■ **SHORT EXERCISE 1**: Retype the passage on Larry Summers and financial reform word for word, between "But Summers has" and "in the industry.", inclusive.

— START EXCERPTED TEXT —

But Summers has other troubling attributes. In addition to setting monetary policy, the Fed has important duties as a financial industry watchdog, and financial reform advocates say that Summers’ blatantly pro-Wall Street record would doom current efforts by regulators and Congress to reign in the industry.

Here are six reasons why a Larry Summers Fed chair would be dangerous for financial reform:

1. Summers blocked pre-crash regulation of Wall Street: In the 1990s, Brooksley Born, the former chair of the Commodity Futures Trading Commission (CFTC) under Clinton, noticed that the complex, opaque, and as-yet unregulated derivatives market was rapidly expanding, so she proposed bringing the multi-trillion dollar market under CFTC rules. (Derivatives are financial products whose value is derived from underlying numbers like interest rates or fuel prices.) Summers, who was then Deputy Treasury Secretary, didn’t like that idea. He testified during a 1998 Senate hearing that derivatives regulation wasn’t necessary because Wall Street could be trusted to police itself. His fierce resistance, along with that of then-Fed Chair Alan Greenspan and former Treasury Secretary Robert Rubin, foiled Born’s plans. As New York Times reporter Timothy O’Brien said at the time, “They…shut her up and shut her down.” Partly because of this lack of derivatives oversight, few people saw the 2007 derivatives market meltdown coming.

— END EXCERPTED TEXT —

■ **SHORT EXERCISE 2**: Show every line of the records below that contains the string "cloud", matching case exactly.

— START DATA ENTRIES —

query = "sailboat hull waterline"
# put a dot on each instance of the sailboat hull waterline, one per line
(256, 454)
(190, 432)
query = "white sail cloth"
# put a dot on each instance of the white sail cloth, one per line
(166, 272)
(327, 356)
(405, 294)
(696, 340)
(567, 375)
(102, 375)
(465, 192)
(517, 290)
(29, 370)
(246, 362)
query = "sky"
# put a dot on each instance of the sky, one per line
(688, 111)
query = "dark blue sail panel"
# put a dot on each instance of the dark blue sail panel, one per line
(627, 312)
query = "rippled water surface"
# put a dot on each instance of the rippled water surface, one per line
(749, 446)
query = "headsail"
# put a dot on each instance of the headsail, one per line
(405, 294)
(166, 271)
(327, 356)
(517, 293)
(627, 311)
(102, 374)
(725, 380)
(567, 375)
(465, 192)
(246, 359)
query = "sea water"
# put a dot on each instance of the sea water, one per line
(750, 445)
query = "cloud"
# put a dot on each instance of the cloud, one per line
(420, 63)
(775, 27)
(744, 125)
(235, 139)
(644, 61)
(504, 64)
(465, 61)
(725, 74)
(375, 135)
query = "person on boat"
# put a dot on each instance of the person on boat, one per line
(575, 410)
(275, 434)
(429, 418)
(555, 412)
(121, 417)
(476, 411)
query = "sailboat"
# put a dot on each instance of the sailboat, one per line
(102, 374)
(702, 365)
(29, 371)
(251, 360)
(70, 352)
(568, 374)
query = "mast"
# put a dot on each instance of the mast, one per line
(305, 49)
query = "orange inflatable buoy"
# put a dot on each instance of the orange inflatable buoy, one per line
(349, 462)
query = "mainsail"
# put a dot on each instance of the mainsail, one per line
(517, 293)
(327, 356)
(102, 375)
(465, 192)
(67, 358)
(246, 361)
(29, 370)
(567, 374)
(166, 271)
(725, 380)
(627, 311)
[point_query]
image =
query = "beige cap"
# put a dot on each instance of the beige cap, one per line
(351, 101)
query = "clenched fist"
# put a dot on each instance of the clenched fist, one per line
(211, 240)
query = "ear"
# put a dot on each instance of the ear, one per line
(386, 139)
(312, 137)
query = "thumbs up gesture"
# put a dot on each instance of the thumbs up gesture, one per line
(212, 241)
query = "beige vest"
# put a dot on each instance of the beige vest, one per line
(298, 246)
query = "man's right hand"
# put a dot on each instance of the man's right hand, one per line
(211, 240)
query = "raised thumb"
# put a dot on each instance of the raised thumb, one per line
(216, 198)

— END DATA ENTRIES —

■ **EXERCISE SOLUTION 1**:
But Summers has other troubling attributes. In addition to setting monetary policy, the Fed has important duties as a financial industry watchdog, and financial reform advocates say that Summers’ blatantly pro-Wall Street record would doom current efforts by regulators and Congress to reign in the industry.

■ **EXERCISE SOLUTION 2**:
query = "cloud"
# put a dot on each instance of the cloud, one per line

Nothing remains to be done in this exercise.